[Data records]
━━━━━━
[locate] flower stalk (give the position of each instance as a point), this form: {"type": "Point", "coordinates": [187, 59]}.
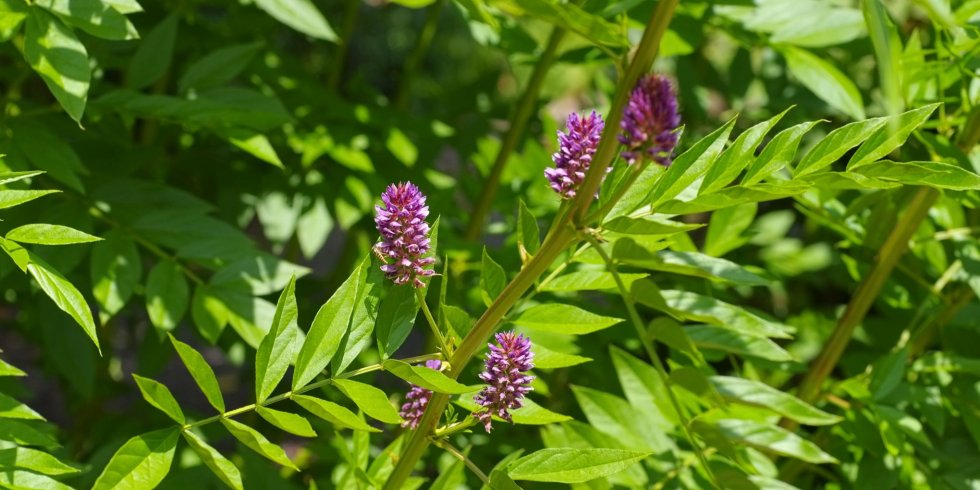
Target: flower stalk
{"type": "Point", "coordinates": [559, 237]}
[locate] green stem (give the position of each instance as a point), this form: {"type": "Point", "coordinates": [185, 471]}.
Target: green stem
{"type": "Point", "coordinates": [343, 44]}
{"type": "Point", "coordinates": [516, 130]}
{"type": "Point", "coordinates": [891, 251]}
{"type": "Point", "coordinates": [646, 51]}
{"type": "Point", "coordinates": [310, 387]}
{"type": "Point", "coordinates": [652, 353]}
{"type": "Point", "coordinates": [462, 457]}
{"type": "Point", "coordinates": [559, 237]}
{"type": "Point", "coordinates": [426, 35]}
{"type": "Point", "coordinates": [432, 323]}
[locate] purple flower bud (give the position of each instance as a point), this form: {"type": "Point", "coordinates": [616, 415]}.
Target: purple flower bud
{"type": "Point", "coordinates": [404, 234]}
{"type": "Point", "coordinates": [575, 150]}
{"type": "Point", "coordinates": [650, 121]}
{"type": "Point", "coordinates": [416, 400]}
{"type": "Point", "coordinates": [504, 375]}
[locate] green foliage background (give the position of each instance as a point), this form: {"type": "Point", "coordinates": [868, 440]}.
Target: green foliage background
{"type": "Point", "coordinates": [190, 301]}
━━━━━━
## Exercise instructions
Can you transcribe all of the lines above verbatim, leaving the pictures out of your copy?

## Result
[locate] flower stalk (give the position of each instance as a point), this form: {"type": "Point", "coordinates": [187, 59]}.
Target: flower stalk
{"type": "Point", "coordinates": [559, 237]}
[locate] green stem (give the position of each instance as a point), this form: {"type": "Point", "coordinates": [185, 471]}.
Target: green stem
{"type": "Point", "coordinates": [343, 44]}
{"type": "Point", "coordinates": [516, 130]}
{"type": "Point", "coordinates": [891, 251]}
{"type": "Point", "coordinates": [646, 51]}
{"type": "Point", "coordinates": [310, 387]}
{"type": "Point", "coordinates": [652, 353]}
{"type": "Point", "coordinates": [462, 457]}
{"type": "Point", "coordinates": [559, 237]}
{"type": "Point", "coordinates": [426, 35]}
{"type": "Point", "coordinates": [432, 323]}
[locate] purple flower bud (give the position of each instance as a point), this form: {"type": "Point", "coordinates": [616, 415]}.
Target: purple flower bud
{"type": "Point", "coordinates": [404, 234]}
{"type": "Point", "coordinates": [575, 150]}
{"type": "Point", "coordinates": [650, 121]}
{"type": "Point", "coordinates": [416, 400]}
{"type": "Point", "coordinates": [504, 375]}
[locate] green foliage background (give the position of each instance as a point), this form: {"type": "Point", "coordinates": [868, 440]}.
Target: green foliage background
{"type": "Point", "coordinates": [190, 301]}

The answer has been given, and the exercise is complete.